-- Start Exercise material --

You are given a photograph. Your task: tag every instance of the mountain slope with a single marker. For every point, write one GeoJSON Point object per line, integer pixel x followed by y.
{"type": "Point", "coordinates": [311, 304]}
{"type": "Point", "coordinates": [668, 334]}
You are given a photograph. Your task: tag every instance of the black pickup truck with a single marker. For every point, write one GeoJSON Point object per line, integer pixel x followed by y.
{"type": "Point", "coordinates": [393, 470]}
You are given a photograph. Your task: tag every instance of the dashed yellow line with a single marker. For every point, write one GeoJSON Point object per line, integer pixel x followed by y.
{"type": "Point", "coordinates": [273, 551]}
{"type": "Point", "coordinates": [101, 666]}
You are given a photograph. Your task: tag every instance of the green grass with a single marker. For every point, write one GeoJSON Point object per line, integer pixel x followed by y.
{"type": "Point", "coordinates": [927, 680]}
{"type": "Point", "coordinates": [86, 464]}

-- End Exercise material --

> Objective:
Give every line of the rows as a JSON list of strings, one string per line, with blank lines omitted.

> Reply to the task:
[
  "You are given a photograph. Your task: tag every instance of the mountain slope with a single marker. For every point, write one GeoJSON Point object per line, integer pixel x followed by y.",
  "{\"type\": \"Point\", \"coordinates\": [311, 304]}",
  "{\"type\": \"Point\", \"coordinates\": [668, 334]}",
  "You are given a photograph. Your task: tag every instance of the black pickup truck with a single marker. For every point, write one GeoJSON Point object per line, integer pixel x followed by y.",
  "{\"type\": \"Point\", \"coordinates\": [393, 470]}",
  "You are given a photograph. Your task: tag every instance of the dashed yellow line with a single marker. For every point, write one GeoJSON Point object per line, integer pixel x followed by y.",
  "{\"type\": \"Point\", \"coordinates\": [273, 551]}",
  "{\"type\": \"Point\", \"coordinates\": [101, 666]}",
  "You are given a photograph. Your task: tag every instance of the green grass with a single marker. For every point, write one GeoJSON Point object per line, integer pixel x followed by y.",
  "{\"type\": \"Point\", \"coordinates\": [927, 680]}",
  "{\"type\": \"Point\", \"coordinates\": [86, 464]}"
]